**EXTRACTED ENTRIES:**

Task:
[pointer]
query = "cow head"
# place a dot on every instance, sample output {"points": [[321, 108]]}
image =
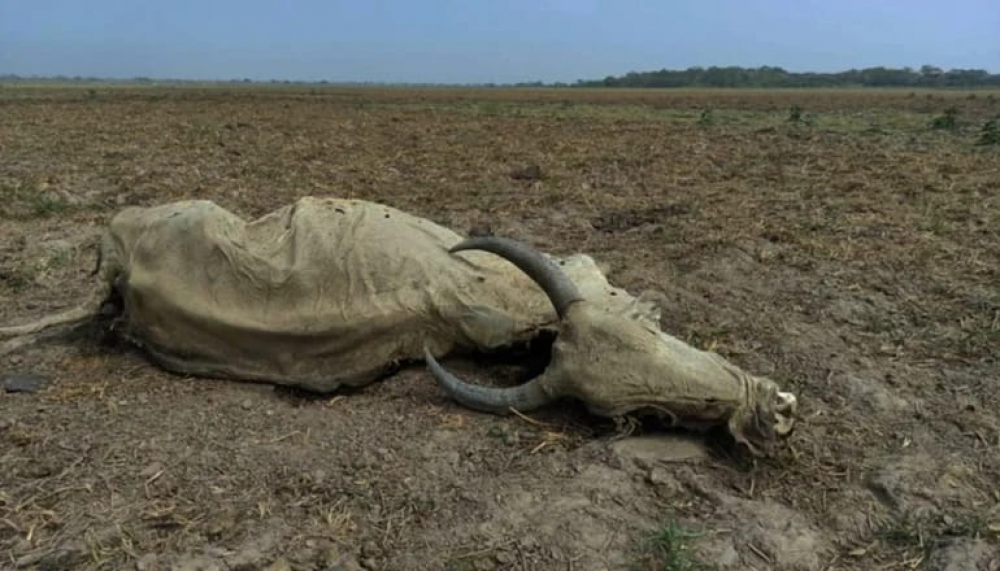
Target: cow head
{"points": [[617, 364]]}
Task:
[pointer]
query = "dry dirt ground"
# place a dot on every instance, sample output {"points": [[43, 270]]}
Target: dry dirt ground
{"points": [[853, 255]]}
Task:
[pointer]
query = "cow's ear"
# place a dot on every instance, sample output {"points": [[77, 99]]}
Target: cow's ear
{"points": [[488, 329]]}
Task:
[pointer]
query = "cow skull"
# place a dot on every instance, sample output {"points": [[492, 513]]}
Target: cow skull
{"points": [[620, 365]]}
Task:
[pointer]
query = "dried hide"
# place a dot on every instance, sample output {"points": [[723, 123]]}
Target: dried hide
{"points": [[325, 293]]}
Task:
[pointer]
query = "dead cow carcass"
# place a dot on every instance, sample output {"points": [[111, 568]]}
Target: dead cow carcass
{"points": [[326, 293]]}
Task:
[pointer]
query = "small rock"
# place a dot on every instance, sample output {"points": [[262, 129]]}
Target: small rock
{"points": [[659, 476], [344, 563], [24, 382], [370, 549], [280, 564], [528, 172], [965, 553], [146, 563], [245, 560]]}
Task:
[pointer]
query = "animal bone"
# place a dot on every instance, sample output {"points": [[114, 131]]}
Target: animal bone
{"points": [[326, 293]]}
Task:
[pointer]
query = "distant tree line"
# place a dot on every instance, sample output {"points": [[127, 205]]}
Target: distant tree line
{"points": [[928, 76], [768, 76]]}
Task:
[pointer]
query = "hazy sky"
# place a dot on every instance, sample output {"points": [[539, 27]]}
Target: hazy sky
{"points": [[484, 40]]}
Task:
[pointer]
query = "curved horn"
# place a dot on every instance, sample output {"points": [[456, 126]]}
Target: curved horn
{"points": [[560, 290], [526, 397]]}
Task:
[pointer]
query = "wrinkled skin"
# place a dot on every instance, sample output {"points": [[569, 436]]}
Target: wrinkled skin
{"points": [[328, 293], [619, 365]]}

**WHAT IS ASKED:** Without the pictures, write out the whole listing above exactly as it appears.

**COMPLETE RESPONSE:**
Task:
[pointer]
query = "cow head"
# place a dot on every instance, sample output {"points": [[321, 108]]}
image =
Target: cow head
{"points": [[617, 364]]}
Task:
[pointer]
query = "dry dirt ground"
# place a dot on every instance, sample output {"points": [[43, 270]]}
Target: dry dirt ground
{"points": [[853, 255]]}
Task:
[pointer]
query = "cow's ear"
# place a dot on every instance, sample output {"points": [[77, 99]]}
Target: cow's ear
{"points": [[488, 329]]}
Task:
[pointer]
query = "cow skull"
# place a dot on every instance, sample output {"points": [[492, 513]]}
Target: cow skull
{"points": [[620, 365]]}
Task:
[pointer]
query = "dried hide"
# place a dot on every instance, sample output {"points": [[723, 123]]}
Target: dried hide
{"points": [[325, 293]]}
Task:
[pointer]
query = "dead cow carcass"
# place a dot on every instance, sample output {"points": [[111, 568]]}
Target: dead cow carcass
{"points": [[326, 293]]}
Task:
[pointer]
query = "small rock"
# place a dot on every instance, sample output {"points": [[262, 129]]}
Target: small rock
{"points": [[659, 476], [344, 563], [24, 382], [370, 549], [280, 564], [528, 172], [965, 553], [146, 563], [245, 560]]}
Task:
[pointer]
query = "animal bone"
# place a dot on every instance, sample output {"points": [[114, 131]]}
Target: animal bone
{"points": [[326, 293]]}
Task:
[pointer]
query = "distant tree line"
# place a dot on every instance, sample output {"points": [[127, 205]]}
Target: distant tree line
{"points": [[928, 76], [768, 76]]}
Task:
[pointer]
query = "hazy sky"
# place a dot on every instance, sample output {"points": [[539, 27]]}
Target: hazy sky
{"points": [[484, 40]]}
Task:
[pointer]
query = "curved horn"
# place a dot on every instance, sample output {"points": [[456, 126]]}
Target: curved horn
{"points": [[560, 290], [526, 397]]}
Task:
[pointer]
query = "wrinkled skin"
# place a dot on every instance, sample output {"points": [[569, 436]]}
Target: wrinkled skin
{"points": [[328, 293], [619, 365]]}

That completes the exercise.